**To do:** Could you retype, character for character, the lines of the material below that run from the line containing "of the planter" through the line containing "Target: planter", both of those lines included?
***** Material provided *****
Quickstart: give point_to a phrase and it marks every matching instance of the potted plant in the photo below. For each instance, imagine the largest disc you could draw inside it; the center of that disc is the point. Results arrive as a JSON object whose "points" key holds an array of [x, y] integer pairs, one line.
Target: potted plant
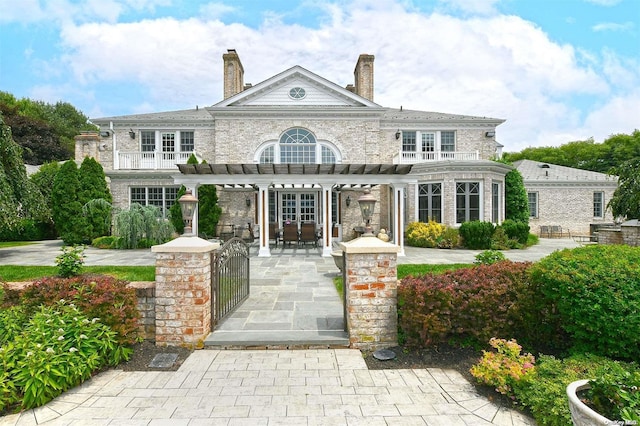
{"points": [[615, 395], [581, 413]]}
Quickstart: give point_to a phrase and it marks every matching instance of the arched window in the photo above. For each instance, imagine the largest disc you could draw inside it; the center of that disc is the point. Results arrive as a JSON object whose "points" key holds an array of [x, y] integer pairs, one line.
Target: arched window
{"points": [[297, 146]]}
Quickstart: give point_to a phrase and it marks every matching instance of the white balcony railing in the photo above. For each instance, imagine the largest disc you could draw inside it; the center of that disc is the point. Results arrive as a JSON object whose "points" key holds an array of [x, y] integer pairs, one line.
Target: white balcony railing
{"points": [[152, 160], [425, 157]]}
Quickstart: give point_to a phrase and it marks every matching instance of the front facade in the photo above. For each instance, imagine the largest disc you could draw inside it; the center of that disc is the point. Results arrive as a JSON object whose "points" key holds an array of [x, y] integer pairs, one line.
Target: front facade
{"points": [[297, 147], [573, 199]]}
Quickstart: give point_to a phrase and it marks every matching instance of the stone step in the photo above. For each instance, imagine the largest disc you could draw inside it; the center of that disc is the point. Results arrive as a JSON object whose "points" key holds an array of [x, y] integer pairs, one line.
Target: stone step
{"points": [[277, 339]]}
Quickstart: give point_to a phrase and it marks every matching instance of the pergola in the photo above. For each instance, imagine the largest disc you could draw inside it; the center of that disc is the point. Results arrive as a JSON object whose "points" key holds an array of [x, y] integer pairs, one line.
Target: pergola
{"points": [[324, 177]]}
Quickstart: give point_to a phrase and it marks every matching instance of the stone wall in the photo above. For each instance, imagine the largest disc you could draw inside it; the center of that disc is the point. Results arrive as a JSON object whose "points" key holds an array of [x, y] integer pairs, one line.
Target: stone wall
{"points": [[183, 291], [371, 288]]}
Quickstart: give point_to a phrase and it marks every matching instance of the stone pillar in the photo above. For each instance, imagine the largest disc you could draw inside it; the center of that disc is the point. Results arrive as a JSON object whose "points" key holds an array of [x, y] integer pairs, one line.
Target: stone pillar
{"points": [[371, 287], [183, 291]]}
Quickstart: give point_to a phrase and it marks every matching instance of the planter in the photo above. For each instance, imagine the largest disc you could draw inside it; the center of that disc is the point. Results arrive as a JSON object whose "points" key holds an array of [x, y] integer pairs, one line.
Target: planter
{"points": [[581, 414]]}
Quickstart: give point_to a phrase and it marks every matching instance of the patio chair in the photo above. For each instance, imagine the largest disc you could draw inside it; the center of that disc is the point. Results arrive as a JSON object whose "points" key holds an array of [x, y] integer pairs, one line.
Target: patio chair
*****
**Reply:**
Quickstart: give point_to a phrase and it marks every matching instance of the planter in the photo above. For each instance, imagine the largest disc you could draw inside it; the center of that disc is the point. Results arrive as a JSON object whose "points" key holds an array of [x, y] integer pairs, one line.
Target: planter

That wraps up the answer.